Below are some records; return each one exactly.

(A run of records):
------------------------------------------------------------
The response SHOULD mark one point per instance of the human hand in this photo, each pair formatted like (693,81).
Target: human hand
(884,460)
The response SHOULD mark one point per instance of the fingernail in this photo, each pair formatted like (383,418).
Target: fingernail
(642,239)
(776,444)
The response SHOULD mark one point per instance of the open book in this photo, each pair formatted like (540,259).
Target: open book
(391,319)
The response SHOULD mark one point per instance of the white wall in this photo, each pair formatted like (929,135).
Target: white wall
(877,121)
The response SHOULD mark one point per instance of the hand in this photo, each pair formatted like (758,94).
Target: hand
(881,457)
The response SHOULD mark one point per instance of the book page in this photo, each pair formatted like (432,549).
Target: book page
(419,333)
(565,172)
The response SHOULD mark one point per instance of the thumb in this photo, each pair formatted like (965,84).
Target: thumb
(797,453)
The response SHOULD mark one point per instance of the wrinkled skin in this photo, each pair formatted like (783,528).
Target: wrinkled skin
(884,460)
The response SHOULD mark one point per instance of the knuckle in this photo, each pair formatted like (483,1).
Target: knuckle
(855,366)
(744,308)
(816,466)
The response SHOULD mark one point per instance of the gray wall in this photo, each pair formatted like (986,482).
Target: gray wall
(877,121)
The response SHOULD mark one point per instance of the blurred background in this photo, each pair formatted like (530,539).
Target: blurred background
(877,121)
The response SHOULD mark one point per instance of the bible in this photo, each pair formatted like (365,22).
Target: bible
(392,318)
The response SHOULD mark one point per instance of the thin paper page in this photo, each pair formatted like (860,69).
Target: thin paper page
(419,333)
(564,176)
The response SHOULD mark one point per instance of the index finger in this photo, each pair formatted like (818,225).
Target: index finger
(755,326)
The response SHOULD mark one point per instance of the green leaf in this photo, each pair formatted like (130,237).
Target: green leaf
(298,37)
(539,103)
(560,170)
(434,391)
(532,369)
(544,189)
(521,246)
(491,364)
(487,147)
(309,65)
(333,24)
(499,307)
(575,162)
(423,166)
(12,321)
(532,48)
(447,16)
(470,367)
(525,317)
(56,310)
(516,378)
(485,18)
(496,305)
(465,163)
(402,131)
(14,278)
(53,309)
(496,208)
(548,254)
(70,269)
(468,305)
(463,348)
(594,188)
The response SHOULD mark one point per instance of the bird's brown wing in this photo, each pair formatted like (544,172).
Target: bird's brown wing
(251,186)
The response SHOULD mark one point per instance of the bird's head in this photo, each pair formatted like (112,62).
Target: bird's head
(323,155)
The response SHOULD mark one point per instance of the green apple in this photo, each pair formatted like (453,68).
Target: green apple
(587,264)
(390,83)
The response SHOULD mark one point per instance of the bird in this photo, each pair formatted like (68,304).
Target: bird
------------------------------------------------------------
(RESULT OF THIS TASK):
The response SHOULD mark one point per instance of the human hand in this photo, each pair formatted like (693,81).
Target: human hand
(884,460)
The response SHOULD mark one point per instance of the fingernail in this photo, each pair formatted like (383,418).
Target: fingernail
(642,239)
(776,444)
The response SHOULD mark one point per instance of the open book in this photo, each pair formatted like (540,259).
Target: open book
(391,319)
The response SHOULD mark one point per instance of the white wall in this photo, each pair formatted like (929,135).
Target: white wall
(877,121)
The response SHOULD mark one point per instance of the hand in this photo, each pair formatted like (758,94).
Target: hand
(881,457)
The response SHOULD mark one point per instance of the book page in this photo, each pair formatted like (432,549).
Target: book page
(419,333)
(565,172)
The response SHOULD mark one point per instance of the thumb in this photo, each pair formatted like (965,84).
Target: thumb
(797,453)
The response SHOULD mark one point per instance of the wrinkled skin in this photo, each pair formatted like (783,528).
Target: wrinkled skin
(884,460)
The response SHOULD mark one point per instance of the knuckle in this photo, each pair formatted like (483,1).
Target: knuckle
(855,366)
(744,308)
(816,466)
The response SHOULD mark one point per instance of the gray wall in this photo, each pair formatted like (986,482).
Target: gray wall
(877,121)
The response SHOULD mark one point per instance of the blurred background in this photo, each pair formatted like (530,539).
Target: blurred background
(877,121)
The response SHOULD mark one point per instance of the bible in this photo, each pair formatted like (365,22).
Target: bible
(392,318)
The response SHOULD mark one point per instance of the thin paper page in this photo, each pair formatted like (860,69).
Target: thin paper page
(419,333)
(564,176)
The response SHOULD mark one point per instance of the index finger in this photo, each pair formatted like (818,225).
Target: index finger
(755,326)
The response SHOULD mark one point per instance of the green leaf in this photo, each pair formatted like (130,237).
Target: green leaf
(298,37)
(539,103)
(560,170)
(434,391)
(532,369)
(544,189)
(521,246)
(491,364)
(487,147)
(309,65)
(333,24)
(499,307)
(575,162)
(423,166)
(12,321)
(532,48)
(447,16)
(470,367)
(525,317)
(56,310)
(516,378)
(485,18)
(496,305)
(465,163)
(402,131)
(14,278)
(53,309)
(496,208)
(548,254)
(70,269)
(468,305)
(463,348)
(594,188)
The response SHOULD mark one point per instance of the bird's brown wing in this photo, each pair formatted like (544,172).
Target: bird's brown wing
(251,186)
The response SHOULD mark one point per instance of the bird's head in this photo, each pair formatted like (112,62).
Target: bird's head
(323,155)
The response SHOULD mark one point per instance of the green apple in this photo, each pair formatted like (453,68).
Target: green apple
(587,264)
(390,83)
The response SHOULD mark one point per instance of the bird in this photo, each pair formatted like (68,304).
Target: bird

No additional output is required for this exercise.